#### ASSIGNMENT:
Go through the data and report each line that holds the string "marker".
━━━━━ TASK MATERIAL ━━━━━
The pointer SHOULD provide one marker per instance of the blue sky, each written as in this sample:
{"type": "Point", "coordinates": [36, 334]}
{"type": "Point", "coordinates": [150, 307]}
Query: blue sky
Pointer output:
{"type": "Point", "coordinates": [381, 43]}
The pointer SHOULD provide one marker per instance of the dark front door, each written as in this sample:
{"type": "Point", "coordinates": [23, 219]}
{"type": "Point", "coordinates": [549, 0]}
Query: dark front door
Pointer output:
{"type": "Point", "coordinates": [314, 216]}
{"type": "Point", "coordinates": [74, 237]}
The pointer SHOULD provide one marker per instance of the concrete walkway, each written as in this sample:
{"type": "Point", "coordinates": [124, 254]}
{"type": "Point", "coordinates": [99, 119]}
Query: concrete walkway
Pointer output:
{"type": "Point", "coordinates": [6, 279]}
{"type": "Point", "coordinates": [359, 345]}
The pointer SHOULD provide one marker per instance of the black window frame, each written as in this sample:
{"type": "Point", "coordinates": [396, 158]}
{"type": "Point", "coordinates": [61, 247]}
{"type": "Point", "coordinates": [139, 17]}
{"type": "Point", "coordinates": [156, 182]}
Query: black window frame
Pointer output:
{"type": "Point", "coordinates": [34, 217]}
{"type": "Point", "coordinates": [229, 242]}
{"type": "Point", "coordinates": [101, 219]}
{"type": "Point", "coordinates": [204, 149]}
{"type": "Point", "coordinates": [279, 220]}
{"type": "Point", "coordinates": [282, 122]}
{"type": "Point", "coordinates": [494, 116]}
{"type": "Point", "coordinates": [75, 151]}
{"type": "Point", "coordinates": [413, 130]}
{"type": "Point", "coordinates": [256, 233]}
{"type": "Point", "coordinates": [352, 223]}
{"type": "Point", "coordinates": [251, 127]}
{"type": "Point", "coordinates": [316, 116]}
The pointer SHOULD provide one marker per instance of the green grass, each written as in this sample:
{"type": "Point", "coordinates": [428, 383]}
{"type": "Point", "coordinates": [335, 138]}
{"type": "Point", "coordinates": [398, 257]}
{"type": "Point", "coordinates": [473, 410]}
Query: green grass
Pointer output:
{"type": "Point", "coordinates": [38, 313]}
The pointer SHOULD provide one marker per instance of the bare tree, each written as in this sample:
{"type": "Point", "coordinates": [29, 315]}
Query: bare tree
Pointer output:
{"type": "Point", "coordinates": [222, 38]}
━━━━━
#### WRITTEN SOLUTION:
The pointer SHOULD provide one marker per instance of the blue sky, each written as in this sample:
The pointer SHOULD provide one marker per instance of the dark front door, each written as in this sample:
The pointer SHOULD provide one marker per instance of the concrete walkway, each written as in this sample:
The pointer SHOULD provide one marker per instance of the black window frame, each written as in this sample:
The pointer SHOULD provide one marker per instance of the green grass, each written as in this sample:
The pointer SHOULD provide one marker per instance of the bare tree, each written as in this sample:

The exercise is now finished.